» The request:
Please gather every line in the listing below that contains the string "target" and copy each one out. Matches must agree in case.

» Record set:
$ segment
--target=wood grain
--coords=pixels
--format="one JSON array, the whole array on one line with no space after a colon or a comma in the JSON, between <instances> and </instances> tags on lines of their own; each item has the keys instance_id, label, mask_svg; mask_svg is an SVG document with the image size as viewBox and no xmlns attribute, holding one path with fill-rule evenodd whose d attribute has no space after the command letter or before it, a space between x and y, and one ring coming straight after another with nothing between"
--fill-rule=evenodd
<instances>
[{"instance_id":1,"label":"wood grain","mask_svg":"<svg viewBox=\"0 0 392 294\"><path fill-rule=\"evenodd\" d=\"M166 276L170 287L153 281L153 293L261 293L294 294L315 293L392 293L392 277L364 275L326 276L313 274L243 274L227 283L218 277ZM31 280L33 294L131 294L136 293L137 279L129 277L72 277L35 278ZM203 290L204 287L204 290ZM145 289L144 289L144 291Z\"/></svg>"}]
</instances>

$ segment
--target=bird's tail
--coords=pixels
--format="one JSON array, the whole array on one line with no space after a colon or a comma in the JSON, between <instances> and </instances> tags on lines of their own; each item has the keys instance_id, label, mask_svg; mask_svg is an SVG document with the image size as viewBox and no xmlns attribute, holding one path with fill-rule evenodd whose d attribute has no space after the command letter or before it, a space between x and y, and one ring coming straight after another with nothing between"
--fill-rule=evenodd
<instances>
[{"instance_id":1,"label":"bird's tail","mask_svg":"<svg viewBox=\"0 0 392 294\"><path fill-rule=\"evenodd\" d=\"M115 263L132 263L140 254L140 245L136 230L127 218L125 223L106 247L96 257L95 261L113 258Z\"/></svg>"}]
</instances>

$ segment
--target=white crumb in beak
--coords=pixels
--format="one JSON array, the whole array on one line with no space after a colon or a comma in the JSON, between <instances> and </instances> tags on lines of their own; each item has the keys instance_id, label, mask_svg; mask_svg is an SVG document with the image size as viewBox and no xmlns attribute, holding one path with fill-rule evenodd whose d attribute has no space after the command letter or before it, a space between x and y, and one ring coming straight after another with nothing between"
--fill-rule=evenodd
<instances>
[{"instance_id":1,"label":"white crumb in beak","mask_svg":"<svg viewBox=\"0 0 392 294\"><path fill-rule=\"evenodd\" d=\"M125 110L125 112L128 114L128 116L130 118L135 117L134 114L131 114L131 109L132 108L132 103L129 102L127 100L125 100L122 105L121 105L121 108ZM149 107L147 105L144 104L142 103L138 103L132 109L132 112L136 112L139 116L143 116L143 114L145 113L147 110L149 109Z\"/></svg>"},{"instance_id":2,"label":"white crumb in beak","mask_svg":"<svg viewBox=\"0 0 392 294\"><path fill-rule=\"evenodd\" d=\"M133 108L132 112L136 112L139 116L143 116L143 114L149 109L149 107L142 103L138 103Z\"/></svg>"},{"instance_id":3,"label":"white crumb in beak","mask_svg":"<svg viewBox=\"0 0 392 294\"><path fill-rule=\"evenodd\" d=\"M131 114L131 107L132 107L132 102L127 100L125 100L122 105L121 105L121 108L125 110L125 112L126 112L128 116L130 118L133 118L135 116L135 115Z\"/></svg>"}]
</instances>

» Response to the task:
--target=wood grain
--target=bird's tail
--target=white crumb in beak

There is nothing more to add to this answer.